Data to use:
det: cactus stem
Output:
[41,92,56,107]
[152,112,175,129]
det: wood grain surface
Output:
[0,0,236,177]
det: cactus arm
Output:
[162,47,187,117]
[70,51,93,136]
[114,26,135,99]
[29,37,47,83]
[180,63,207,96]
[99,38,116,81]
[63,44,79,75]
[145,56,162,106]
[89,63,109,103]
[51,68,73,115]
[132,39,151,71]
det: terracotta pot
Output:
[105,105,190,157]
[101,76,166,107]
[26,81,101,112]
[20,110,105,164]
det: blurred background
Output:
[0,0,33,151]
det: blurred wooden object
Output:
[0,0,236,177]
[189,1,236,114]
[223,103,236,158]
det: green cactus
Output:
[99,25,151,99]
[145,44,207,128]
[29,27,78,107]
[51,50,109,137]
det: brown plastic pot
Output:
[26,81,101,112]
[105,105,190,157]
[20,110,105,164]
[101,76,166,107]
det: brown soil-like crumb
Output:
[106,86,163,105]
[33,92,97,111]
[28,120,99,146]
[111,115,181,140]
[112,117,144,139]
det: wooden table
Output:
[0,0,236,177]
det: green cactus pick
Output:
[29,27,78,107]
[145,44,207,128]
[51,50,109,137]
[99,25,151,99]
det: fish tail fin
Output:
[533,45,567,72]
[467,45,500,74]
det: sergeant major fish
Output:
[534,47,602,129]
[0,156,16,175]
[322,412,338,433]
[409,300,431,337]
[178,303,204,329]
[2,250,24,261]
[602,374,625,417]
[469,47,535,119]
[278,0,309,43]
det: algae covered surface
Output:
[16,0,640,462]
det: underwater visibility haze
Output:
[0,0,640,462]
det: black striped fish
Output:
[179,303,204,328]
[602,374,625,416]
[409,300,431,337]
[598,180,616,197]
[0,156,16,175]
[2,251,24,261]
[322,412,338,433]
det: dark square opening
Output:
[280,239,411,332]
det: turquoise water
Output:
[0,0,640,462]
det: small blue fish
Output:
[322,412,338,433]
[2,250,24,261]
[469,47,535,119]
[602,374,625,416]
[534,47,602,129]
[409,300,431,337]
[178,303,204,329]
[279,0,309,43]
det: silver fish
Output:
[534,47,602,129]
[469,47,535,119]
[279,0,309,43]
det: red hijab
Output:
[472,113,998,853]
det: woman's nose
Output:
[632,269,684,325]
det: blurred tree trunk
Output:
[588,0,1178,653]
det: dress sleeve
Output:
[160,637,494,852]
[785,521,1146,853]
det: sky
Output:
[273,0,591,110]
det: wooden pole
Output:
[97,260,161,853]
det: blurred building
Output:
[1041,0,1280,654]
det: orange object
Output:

Exercise requirements: Copy out the stretch of the records from the line containing "det: woman's nose" through the end of the records, keeping every line unchanged.

Result of the task:
det: woman's nose
Output:
[632,269,684,325]
det: blurred tree trunk
Output:
[588,0,1178,653]
det: dress sleeve
Output:
[160,637,494,852]
[785,521,1146,853]
det: sky
Output:
[273,0,591,110]
det: wooden pole
Output:
[97,260,161,853]
det: blurred building
Output:
[1041,0,1280,654]
det: orange object
Output:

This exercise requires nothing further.